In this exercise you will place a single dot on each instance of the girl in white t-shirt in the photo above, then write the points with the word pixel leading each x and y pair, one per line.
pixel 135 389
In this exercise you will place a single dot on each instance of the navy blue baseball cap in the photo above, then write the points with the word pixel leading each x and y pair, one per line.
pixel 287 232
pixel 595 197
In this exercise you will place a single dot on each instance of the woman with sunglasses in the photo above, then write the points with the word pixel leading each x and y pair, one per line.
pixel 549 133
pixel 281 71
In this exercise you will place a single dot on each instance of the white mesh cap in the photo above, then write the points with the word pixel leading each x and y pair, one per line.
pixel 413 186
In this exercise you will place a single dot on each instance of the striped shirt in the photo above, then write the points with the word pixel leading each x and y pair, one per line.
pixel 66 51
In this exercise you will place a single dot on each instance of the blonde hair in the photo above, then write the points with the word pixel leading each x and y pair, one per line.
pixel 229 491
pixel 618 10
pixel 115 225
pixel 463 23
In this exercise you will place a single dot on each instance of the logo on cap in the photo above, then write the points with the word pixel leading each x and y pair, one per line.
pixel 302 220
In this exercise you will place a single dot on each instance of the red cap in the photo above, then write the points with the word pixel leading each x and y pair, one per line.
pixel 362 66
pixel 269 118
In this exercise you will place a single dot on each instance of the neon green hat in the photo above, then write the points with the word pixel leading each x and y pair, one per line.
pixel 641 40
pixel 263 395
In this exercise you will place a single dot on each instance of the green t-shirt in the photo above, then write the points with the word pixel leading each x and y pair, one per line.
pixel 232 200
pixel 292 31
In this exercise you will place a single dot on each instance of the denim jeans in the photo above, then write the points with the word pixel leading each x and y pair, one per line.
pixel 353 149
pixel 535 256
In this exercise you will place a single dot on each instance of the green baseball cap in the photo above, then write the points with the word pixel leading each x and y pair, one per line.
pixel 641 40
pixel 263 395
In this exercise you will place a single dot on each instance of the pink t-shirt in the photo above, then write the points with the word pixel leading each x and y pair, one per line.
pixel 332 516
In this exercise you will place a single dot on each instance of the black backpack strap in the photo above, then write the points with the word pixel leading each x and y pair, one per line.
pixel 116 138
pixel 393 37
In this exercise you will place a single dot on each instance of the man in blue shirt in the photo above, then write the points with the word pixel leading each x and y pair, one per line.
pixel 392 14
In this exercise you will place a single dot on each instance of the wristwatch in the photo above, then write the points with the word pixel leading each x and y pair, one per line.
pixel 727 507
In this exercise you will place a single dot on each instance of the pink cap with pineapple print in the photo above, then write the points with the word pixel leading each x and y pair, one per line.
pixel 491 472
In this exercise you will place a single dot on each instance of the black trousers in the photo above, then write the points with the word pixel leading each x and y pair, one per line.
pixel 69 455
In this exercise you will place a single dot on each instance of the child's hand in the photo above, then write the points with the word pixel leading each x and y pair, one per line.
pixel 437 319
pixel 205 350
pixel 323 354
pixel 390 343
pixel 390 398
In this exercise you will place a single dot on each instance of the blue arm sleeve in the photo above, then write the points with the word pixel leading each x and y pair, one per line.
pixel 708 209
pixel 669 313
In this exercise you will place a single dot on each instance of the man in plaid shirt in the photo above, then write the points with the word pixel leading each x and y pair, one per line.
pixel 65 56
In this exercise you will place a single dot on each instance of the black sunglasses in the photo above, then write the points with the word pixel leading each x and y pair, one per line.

* [Stated exercise] Convert the entries into a JSON list of strings, starting at the line that contains "the pink cap" and ending at the last line of the entries. Use one string per line and leave out blank lines.

* [Solution to the problem]
[
  "In this exercise you will place a single dot on each instance of the pink cap with pineapple print in the photo above, then write the points with the word pixel leading each x and y pair, one per line.",
  "pixel 491 472",
  "In this exercise you will place a single dot on each instance of the black trousers in the photo above, then write the points with the word pixel leading each x and y pair, one per line.",
  "pixel 69 455",
  "In this exercise you will place a single dot on each instance of the child's hand in the photo above, then write the points with the word pixel leading each x and y pair, one per line.",
  "pixel 437 319",
  "pixel 205 350",
  "pixel 323 354",
  "pixel 390 343",
  "pixel 390 398",
  "In this exercise you will place a single dot on each instance of the blue arm sleeve in the photo above, then write the points with the word pixel leading each x and y pair, one per line.",
  "pixel 708 209",
  "pixel 669 313",
  "In this exercise you will place a single dot on each instance of the man in plaid shirt in the photo above, then write the points with the word pixel leading each x and y pair, one per line.",
  "pixel 65 56",
  "In this exercise you will place a single dot on each instance of the black sunglasses in the photo above, then write the points with the word pixel leading each x and y pair, one per line."
]